After the execution, traders have to track the “order trail” from price to execution for every trade and store all of that information for seven years in the event of an audit recall of a transaction.

Under Reg NMS, subscribing to the full depth of all 30+ markets in “real time” would mean a firm would have to have a 1x terabyte pipe for low latency. Since a T-pipe is not realistic, data moves at 1x gigabits, which is relatively slow with the data in queue at 50-100 terabytes deep. Multi-gbs pipes, as fast as they seem, are still similar to driving five miles an hour on a 55 mph highway.

Analysts typically call data from a database with R (Revolution Analytics) and “SAS” Connectors. The process includes bringing data to an analytical environment in which the user runs models and computations on the subsets of a larger store before moving on to the next data crunch job. The R and SAS Connectors between the file servers and the database are at 10/100BASE-T, making the movement of 50 terabyte environment like driving one mile per hour in a 55 mph zone.

We all hear the polemics regarding data formats and the jigsaw puzzle of unstructured data and the fact that “Big Variety” is the obstacle. Even after standardization of SQL-based queries where analysts can ask any “ad hoc” question, too many sources and too many pipes from analytic servers cause traffic jams. SQL databases are ideal for unstructured queries but are slow in unstructured data compiling. Aggregating market information is where much of market’s processing technologies are being evaluated today to meet the requirements of regulations, sweeping for best execution and for risk management.

Comparing where current prices of stocks are against bids and asks to trade across multiple exchanges, markets, sources, asset classes and clients is essentially the Big Data task of risk management. In addition to managing data changes, firms are also tasked with managing their trading accounts, client portfolios and trading limits such as with the implementation of Credit Valuation Adjustments (CVAs) for counterparty risk.

So why are we still piping data around the enterprise when we just need more compute and memory power? Hardware-accelerated core processing in databases such as XtremeData’s dbX and IBM’s Netezza are powered by FPGAs (field programmable gate arrays). Processing of massive amounts of data with FPGAs can now occur at “wireless” speed. Along with high performance computing, high-speed messaging technology provided by companies like TIBCO, Solace Systems and Informatica have redefined transport times into ultra-low latency terms from one database to another in single microseconds, sometimes in nanoseconds, from memory-cache to memory-cache.

### MATERIAL
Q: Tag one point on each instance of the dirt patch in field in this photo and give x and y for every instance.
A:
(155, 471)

### WORK TO COMPLETE
- 1) In the excerpt on trading data, how long must traders keep the order trail information for each trade?
- 2) Extract, word for word, the stretch of the excerpt on trading data from "Analysts typically call" through "55 mph zone.".
This material has nothing to do with the excerpt on trading data.

### SOLUTIONS FOR EACH TASK
- 1) Seven years.

- 2)
Analysts typically call data from a database with R (Revolution Analytics) and “SAS” Connectors. The process includes bringing data to an analytical environment in which the user runs models and computations on the subsets of a larger store before moving on to the next data crunch job. The R and SAS Connectors between the file servers and the database are at 10/100BASE-T, making the movement of 50 terabyte environment like driving one mile per hour in a 55 mph zone.